• _Written task_
Copy out the records from the line with "of the glossy" up to and including the line with "72L29 63L20 57L4", reproducing each line without any change.

• _Source records_
BEGIN

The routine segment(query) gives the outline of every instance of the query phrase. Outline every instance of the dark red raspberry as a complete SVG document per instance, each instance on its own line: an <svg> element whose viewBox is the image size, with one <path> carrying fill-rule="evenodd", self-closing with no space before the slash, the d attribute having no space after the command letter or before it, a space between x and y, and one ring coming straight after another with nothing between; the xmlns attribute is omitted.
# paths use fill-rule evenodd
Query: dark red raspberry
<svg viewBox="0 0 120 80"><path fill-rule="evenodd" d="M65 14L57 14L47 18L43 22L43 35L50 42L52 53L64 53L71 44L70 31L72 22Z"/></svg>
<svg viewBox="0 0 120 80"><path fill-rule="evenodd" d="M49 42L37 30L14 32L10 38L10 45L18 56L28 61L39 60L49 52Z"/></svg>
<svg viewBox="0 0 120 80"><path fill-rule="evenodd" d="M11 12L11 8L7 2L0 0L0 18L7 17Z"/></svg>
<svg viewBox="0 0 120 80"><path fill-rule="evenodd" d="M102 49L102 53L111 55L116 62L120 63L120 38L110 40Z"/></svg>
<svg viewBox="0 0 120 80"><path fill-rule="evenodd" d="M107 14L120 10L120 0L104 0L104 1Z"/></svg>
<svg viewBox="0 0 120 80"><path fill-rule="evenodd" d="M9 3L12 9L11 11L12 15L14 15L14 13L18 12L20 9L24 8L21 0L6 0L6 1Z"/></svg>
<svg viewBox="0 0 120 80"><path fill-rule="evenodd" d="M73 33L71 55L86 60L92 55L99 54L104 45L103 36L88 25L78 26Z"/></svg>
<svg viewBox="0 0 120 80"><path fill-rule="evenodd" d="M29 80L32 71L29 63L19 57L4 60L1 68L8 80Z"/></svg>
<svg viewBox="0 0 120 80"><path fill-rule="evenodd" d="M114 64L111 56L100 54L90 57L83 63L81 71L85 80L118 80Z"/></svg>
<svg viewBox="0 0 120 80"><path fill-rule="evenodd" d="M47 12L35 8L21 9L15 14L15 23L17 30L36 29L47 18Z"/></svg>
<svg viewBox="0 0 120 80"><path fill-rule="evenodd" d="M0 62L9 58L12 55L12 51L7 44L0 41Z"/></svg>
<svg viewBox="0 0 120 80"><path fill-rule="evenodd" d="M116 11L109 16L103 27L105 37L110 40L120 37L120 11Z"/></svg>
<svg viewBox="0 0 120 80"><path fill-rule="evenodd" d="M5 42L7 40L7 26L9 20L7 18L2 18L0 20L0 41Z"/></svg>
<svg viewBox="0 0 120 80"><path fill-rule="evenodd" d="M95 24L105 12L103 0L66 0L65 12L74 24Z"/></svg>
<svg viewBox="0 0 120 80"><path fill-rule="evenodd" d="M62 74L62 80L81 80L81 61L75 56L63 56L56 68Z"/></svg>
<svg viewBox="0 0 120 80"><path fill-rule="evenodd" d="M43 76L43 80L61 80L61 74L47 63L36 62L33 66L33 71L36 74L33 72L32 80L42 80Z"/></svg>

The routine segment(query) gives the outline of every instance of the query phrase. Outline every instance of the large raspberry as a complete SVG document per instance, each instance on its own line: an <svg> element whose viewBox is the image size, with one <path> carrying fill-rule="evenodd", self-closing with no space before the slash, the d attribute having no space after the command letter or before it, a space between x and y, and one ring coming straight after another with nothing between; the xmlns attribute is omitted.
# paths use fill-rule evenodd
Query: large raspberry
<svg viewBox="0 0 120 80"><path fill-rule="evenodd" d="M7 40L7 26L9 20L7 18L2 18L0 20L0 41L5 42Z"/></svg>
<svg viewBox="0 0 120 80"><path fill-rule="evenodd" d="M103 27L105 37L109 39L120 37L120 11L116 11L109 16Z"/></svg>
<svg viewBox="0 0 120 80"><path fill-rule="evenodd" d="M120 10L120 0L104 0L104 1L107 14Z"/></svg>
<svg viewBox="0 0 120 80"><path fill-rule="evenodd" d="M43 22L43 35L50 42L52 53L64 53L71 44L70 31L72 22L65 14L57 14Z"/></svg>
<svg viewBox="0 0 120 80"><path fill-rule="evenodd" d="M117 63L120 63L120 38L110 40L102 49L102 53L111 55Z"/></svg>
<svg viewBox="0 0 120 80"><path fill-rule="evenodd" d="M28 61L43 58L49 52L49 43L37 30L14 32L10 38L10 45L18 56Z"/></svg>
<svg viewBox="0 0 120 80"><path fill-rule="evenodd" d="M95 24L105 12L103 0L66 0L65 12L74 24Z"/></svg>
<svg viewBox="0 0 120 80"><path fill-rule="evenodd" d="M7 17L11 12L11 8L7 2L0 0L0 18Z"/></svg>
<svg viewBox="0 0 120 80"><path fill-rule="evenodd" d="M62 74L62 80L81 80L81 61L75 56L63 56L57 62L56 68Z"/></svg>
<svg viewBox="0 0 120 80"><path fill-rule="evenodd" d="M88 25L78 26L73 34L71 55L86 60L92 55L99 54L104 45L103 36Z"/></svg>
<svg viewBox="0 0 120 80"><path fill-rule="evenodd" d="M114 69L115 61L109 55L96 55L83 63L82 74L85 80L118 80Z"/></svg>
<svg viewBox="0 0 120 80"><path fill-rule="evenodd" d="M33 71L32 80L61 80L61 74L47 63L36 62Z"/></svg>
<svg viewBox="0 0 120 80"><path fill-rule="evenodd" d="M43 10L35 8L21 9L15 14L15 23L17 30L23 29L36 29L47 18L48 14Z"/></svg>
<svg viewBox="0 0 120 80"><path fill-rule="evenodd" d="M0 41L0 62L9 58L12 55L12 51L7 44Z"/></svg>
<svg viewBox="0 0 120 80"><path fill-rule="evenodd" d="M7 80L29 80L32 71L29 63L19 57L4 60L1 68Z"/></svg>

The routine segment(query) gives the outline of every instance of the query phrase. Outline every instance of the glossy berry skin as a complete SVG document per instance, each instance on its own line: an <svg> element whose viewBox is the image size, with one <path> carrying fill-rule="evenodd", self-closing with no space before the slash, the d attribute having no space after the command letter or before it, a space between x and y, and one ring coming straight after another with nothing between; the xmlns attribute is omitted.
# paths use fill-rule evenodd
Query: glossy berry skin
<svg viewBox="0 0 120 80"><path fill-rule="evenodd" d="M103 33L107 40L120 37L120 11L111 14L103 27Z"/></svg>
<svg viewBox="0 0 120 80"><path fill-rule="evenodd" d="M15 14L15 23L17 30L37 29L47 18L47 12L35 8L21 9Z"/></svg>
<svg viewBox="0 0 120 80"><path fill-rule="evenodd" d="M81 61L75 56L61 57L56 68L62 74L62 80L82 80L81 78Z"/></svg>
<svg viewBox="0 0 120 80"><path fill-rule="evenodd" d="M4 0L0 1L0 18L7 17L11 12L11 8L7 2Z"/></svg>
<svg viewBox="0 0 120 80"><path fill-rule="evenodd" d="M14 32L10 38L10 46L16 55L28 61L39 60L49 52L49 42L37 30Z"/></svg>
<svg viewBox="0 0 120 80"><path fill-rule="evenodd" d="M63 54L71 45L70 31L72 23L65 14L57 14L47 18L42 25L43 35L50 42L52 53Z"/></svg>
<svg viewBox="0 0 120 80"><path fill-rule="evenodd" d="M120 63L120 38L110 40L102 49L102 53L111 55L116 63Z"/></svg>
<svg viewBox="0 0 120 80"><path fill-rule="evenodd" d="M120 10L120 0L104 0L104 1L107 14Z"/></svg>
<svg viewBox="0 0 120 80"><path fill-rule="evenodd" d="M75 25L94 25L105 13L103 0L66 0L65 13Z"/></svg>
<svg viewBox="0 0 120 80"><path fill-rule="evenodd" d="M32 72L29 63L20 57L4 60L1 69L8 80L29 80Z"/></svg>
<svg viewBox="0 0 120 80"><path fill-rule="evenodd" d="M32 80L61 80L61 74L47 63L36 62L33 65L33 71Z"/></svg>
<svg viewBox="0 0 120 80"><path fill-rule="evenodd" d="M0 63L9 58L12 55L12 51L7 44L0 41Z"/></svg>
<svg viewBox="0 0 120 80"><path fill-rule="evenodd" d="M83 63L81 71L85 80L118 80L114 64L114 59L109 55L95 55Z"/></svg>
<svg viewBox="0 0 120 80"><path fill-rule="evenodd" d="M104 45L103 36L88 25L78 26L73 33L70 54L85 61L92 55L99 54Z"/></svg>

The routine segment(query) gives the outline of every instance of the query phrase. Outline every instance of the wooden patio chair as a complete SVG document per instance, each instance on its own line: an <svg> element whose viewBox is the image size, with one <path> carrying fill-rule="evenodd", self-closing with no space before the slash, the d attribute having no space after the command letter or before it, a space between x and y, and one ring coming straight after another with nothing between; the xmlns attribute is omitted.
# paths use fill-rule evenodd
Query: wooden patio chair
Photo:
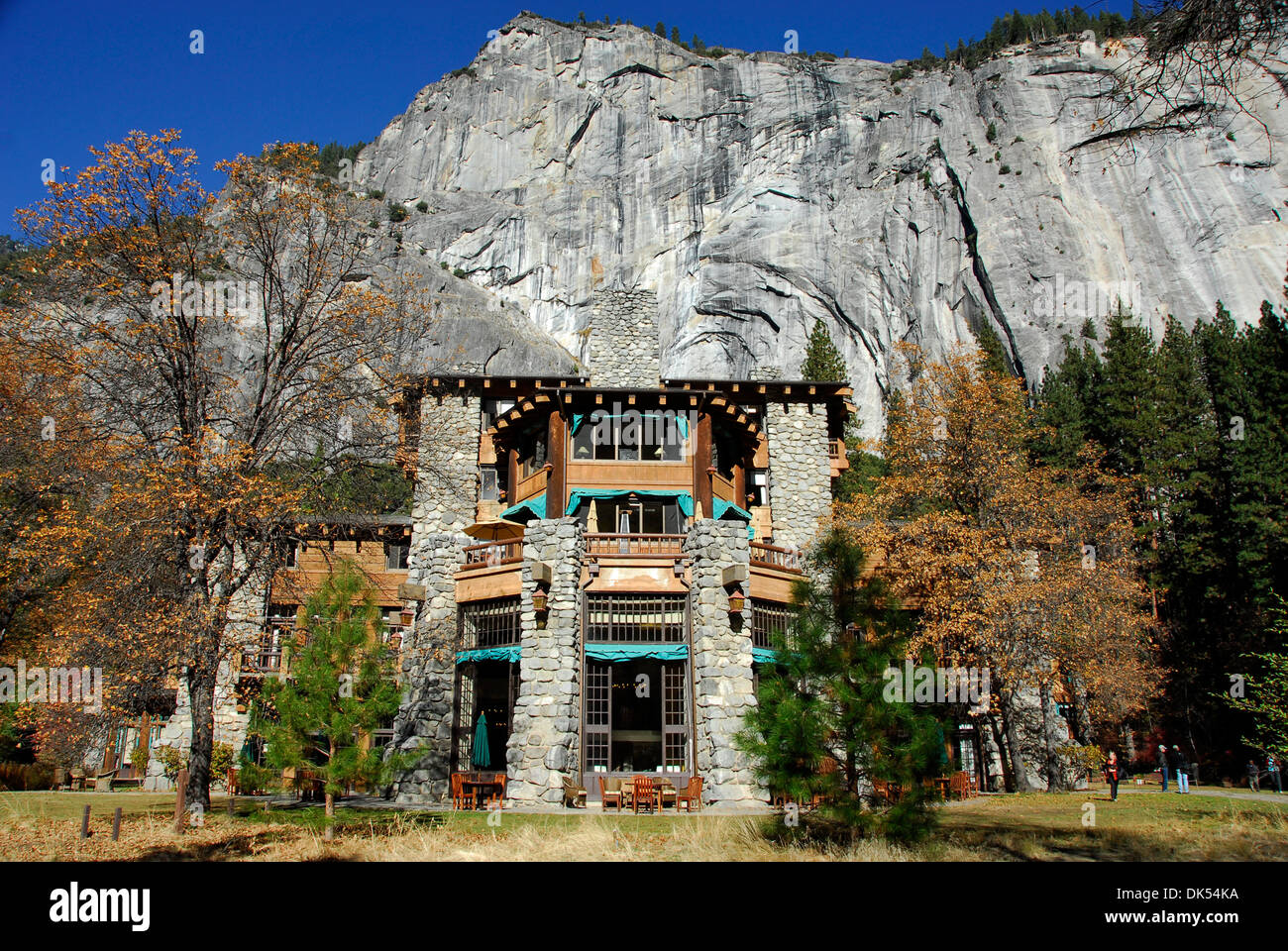
<svg viewBox="0 0 1288 951"><path fill-rule="evenodd" d="M576 809L578 804L581 808L586 808L586 790L581 787L580 782L576 782L571 776L563 777L564 781L564 805Z"/></svg>
<svg viewBox="0 0 1288 951"><path fill-rule="evenodd" d="M631 783L631 808L635 811L635 814L639 816L641 807L648 812L653 812L654 805L653 777L636 776L635 782Z"/></svg>
<svg viewBox="0 0 1288 951"><path fill-rule="evenodd" d="M605 780L603 776L599 777L599 800L604 804L604 809L608 809L609 804L614 804L617 811L622 811L622 781L618 780Z"/></svg>
<svg viewBox="0 0 1288 951"><path fill-rule="evenodd" d="M675 796L675 811L680 811L680 803L684 803L685 812L693 812L693 807L698 807L698 812L702 812L702 777L692 776L689 777L689 785L684 787L683 792L677 792Z"/></svg>
<svg viewBox="0 0 1288 951"><path fill-rule="evenodd" d="M505 781L506 781L505 773L496 773L492 777L492 791L488 794L487 798L487 804L489 807L492 805L492 803L496 803L497 809L505 808Z"/></svg>
<svg viewBox="0 0 1288 951"><path fill-rule="evenodd" d="M474 808L474 789L465 789L465 774L452 773L452 808L464 809L465 802L469 800L470 808Z"/></svg>
<svg viewBox="0 0 1288 951"><path fill-rule="evenodd" d="M657 796L657 811L662 812L662 808L670 803L671 808L676 808L676 796L679 792L675 789L675 783L658 781L653 783L653 794Z"/></svg>

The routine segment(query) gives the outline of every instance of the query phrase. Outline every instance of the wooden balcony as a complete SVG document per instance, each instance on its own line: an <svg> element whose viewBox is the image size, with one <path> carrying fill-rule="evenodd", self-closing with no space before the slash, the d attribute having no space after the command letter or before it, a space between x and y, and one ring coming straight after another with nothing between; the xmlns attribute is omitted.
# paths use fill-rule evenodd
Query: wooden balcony
<svg viewBox="0 0 1288 951"><path fill-rule="evenodd" d="M243 674L276 674L282 669L282 648L270 642L242 649Z"/></svg>
<svg viewBox="0 0 1288 951"><path fill-rule="evenodd" d="M527 478L519 479L519 485L514 491L515 504L520 501L527 501L533 496L541 495L546 491L546 483L550 481L550 469L537 469L535 473Z"/></svg>
<svg viewBox="0 0 1288 951"><path fill-rule="evenodd" d="M746 499L738 499L733 481L726 479L717 472L711 473L711 496L721 501L733 503L734 505L742 505L746 501Z"/></svg>
<svg viewBox="0 0 1288 951"><path fill-rule="evenodd" d="M465 546L465 567L462 571L492 568L523 561L523 539L502 539Z"/></svg>
<svg viewBox="0 0 1288 951"><path fill-rule="evenodd" d="M589 555L657 555L675 558L684 552L683 535L586 535Z"/></svg>

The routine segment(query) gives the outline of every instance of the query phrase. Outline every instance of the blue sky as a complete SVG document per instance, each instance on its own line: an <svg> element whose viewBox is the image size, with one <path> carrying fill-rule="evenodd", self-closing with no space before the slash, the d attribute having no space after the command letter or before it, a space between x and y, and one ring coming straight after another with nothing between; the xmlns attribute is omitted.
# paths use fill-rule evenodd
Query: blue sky
<svg viewBox="0 0 1288 951"><path fill-rule="evenodd" d="M75 171L86 164L86 146L130 129L182 129L211 188L215 161L265 142L370 142L523 6L565 21L582 10L649 27L661 19L685 41L697 34L708 45L747 50L782 49L784 31L796 30L801 50L891 61L983 36L1016 0L587 4L0 0L0 233L17 233L14 207L44 195L46 158ZM1130 0L1082 5L1092 14L1131 10ZM204 35L201 55L189 52L193 30Z"/></svg>

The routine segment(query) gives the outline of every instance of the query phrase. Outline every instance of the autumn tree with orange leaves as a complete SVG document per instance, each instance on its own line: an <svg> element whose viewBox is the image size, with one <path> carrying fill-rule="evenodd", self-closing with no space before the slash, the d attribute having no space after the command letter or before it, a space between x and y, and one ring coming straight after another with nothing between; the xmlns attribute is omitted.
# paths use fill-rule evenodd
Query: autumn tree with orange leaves
<svg viewBox="0 0 1288 951"><path fill-rule="evenodd" d="M840 527L920 613L913 651L989 670L981 727L1009 789L1063 789L1075 738L1117 724L1158 682L1146 590L1132 552L1132 492L1095 457L1036 464L1019 381L978 354L929 362L902 349L887 410L886 478L838 505Z"/></svg>
<svg viewBox="0 0 1288 951"><path fill-rule="evenodd" d="M111 644L118 679L155 679L161 662L178 674L187 798L209 808L229 608L278 567L282 527L337 460L384 445L399 322L420 312L361 273L357 202L308 146L218 164L218 197L178 131L90 151L18 213L37 253L5 340L67 369L76 415L68 428L50 392L18 424L62 423L59 452L89 472L14 548L62 572L54 626L70 651Z"/></svg>

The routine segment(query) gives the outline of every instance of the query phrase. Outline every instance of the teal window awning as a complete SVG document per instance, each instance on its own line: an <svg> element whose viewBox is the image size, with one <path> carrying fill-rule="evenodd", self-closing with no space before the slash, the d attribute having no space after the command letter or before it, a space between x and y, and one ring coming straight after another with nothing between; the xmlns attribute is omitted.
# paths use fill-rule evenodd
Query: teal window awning
<svg viewBox="0 0 1288 951"><path fill-rule="evenodd" d="M457 651L456 662L474 664L480 660L500 660L518 664L522 656L523 648L518 644L510 644L509 647L480 647L474 651Z"/></svg>
<svg viewBox="0 0 1288 951"><path fill-rule="evenodd" d="M756 537L756 530L752 528L751 526L751 513L747 512L747 509L739 508L733 503L726 503L724 499L712 499L711 517L725 518L726 515L730 518L741 518L743 522L747 523L747 537L748 539Z"/></svg>
<svg viewBox="0 0 1288 951"><path fill-rule="evenodd" d="M629 495L638 495L640 499L674 499L684 517L693 518L693 496L689 492L663 492L645 488L574 488L568 494L567 512L572 514L581 508L582 503L594 499L625 499Z"/></svg>
<svg viewBox="0 0 1288 951"><path fill-rule="evenodd" d="M586 658L598 661L688 660L688 644L586 644Z"/></svg>
<svg viewBox="0 0 1288 951"><path fill-rule="evenodd" d="M518 505L511 505L505 512L501 513L501 518L513 518L514 515L522 514L523 512L531 512L533 518L546 517L546 494L536 495L531 499L526 499Z"/></svg>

END

• _Solution to this problem_
The routine segment(query) gives the outline of every instance of the query phrase. Outline every instance of the glossy berry skin as a complete SVG document per instance, each instance on its own line: an <svg> element whose viewBox is the image size, with one <path> carrying fill-rule="evenodd", self-closing with no space before the slash, the d attribute having no space after the command letter or before it, a space between x and y, and one ring coming straight after another with nothing between; the xmlns attribute is omitted.
# paths use fill-rule evenodd
Query: glossy berry skin
<svg viewBox="0 0 120 80"><path fill-rule="evenodd" d="M103 33L107 40L120 37L120 11L111 14L103 27Z"/></svg>
<svg viewBox="0 0 120 80"><path fill-rule="evenodd" d="M15 14L15 23L17 30L37 29L47 18L47 12L35 8L21 9Z"/></svg>
<svg viewBox="0 0 120 80"><path fill-rule="evenodd" d="M81 61L75 56L61 57L56 68L62 74L62 80L82 80L81 78Z"/></svg>
<svg viewBox="0 0 120 80"><path fill-rule="evenodd" d="M4 0L0 1L0 18L7 17L11 12L11 8L7 2Z"/></svg>
<svg viewBox="0 0 120 80"><path fill-rule="evenodd" d="M14 32L10 38L10 46L16 55L28 61L39 60L49 52L49 42L37 30Z"/></svg>
<svg viewBox="0 0 120 80"><path fill-rule="evenodd" d="M63 54L71 45L70 31L72 23L65 14L57 14L47 18L42 25L43 35L50 42L52 53Z"/></svg>
<svg viewBox="0 0 120 80"><path fill-rule="evenodd" d="M120 63L120 38L110 40L102 49L102 53L111 55L116 63Z"/></svg>
<svg viewBox="0 0 120 80"><path fill-rule="evenodd" d="M120 10L120 0L104 0L104 1L107 14Z"/></svg>
<svg viewBox="0 0 120 80"><path fill-rule="evenodd" d="M75 25L94 25L105 13L103 0L66 0L65 13Z"/></svg>
<svg viewBox="0 0 120 80"><path fill-rule="evenodd" d="M32 72L29 63L20 57L4 60L1 69L8 80L29 80Z"/></svg>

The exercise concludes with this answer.